• Directions: Every entry in the data below needs to be repeated exactly.

Collected data entries:

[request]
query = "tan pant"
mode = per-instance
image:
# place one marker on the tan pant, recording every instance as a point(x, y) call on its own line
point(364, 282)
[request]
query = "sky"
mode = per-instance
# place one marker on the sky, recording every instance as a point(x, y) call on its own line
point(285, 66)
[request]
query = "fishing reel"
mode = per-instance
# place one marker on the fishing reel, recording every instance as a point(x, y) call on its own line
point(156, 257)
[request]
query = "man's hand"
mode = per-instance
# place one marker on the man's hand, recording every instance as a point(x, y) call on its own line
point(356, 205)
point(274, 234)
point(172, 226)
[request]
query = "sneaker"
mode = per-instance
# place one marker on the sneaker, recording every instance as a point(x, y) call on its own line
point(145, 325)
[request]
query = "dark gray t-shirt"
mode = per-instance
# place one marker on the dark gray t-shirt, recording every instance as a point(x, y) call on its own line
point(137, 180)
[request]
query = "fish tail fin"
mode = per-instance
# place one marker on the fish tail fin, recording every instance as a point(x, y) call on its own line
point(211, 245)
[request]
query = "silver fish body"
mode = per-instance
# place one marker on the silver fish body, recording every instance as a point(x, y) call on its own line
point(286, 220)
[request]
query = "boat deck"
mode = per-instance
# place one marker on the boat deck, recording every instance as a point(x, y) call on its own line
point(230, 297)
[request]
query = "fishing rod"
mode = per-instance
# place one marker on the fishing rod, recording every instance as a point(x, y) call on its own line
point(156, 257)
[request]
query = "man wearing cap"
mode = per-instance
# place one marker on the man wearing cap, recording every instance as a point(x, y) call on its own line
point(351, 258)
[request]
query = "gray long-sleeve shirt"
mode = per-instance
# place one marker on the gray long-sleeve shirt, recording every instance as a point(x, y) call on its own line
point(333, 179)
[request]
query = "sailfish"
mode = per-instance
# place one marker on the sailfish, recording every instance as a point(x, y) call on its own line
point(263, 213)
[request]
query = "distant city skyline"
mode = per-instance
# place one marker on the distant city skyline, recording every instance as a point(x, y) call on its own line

• Task result:
[request]
query = "tan pant"
mode = per-instance
image:
# place one marker on the tan pant, recording every instance as a point(x, y) call on its own line
point(364, 282)
[request]
query = "sky"
mode = per-instance
# place one marker on the sky, recording every instance as a point(x, y) call on its own line
point(285, 66)
[request]
query = "fishing reel"
mode = per-instance
# place one marker on the fishing reel, recording every instance as a point(x, y) call on its own line
point(156, 257)
[request]
query = "man's hand"
mode = per-instance
# place one marker on the man's hand, recording every instance as a point(x, y) call on its own line
point(356, 205)
point(274, 234)
point(172, 226)
[request]
query = "sneaker"
mode = per-instance
# place one marker on the sneaker, recording every instance as a point(x, y) call on its own line
point(145, 325)
[request]
query = "dark gray t-shirt"
mode = per-instance
# place one marker on the dark gray t-shirt, recording every instance as a point(x, y) call on its own line
point(137, 180)
[request]
query = "fish tail fin"
mode = per-instance
# place one marker on the fish tail fin, recording every instance as a point(x, y) call on its own line
point(211, 245)
[request]
query = "silver fish body"
mode = per-instance
# place one marker on the silver fish body, recording every instance as a point(x, y) call on its own line
point(286, 220)
[request]
query = "boat deck"
mode = per-instance
# place one marker on the boat deck, recording every instance as a point(x, y) call on its own line
point(230, 297)
[request]
query = "fishing rod"
mode = per-instance
# place one marker on the fishing rod, recording every instance as a point(x, y) call on its own line
point(156, 257)
[request]
query = "man wearing cap"
mode = per-instance
# place one marker on the man wearing cap, recording every instance as a point(x, y) call on its own line
point(351, 258)
[request]
query = "gray long-sleeve shirt"
mode = per-instance
# place one marker on the gray long-sleeve shirt, recording every instance as a point(x, y) call on its own line
point(333, 179)
[request]
query = "sailfish"
mode = per-instance
# place one marker on the sailfish, recording every instance as a point(x, y) call on its own line
point(263, 213)
[request]
query = "distant city skyline"
mode = per-instance
# place one marker on the distant city skyline, recording every instance as a point(x, y) call on its own line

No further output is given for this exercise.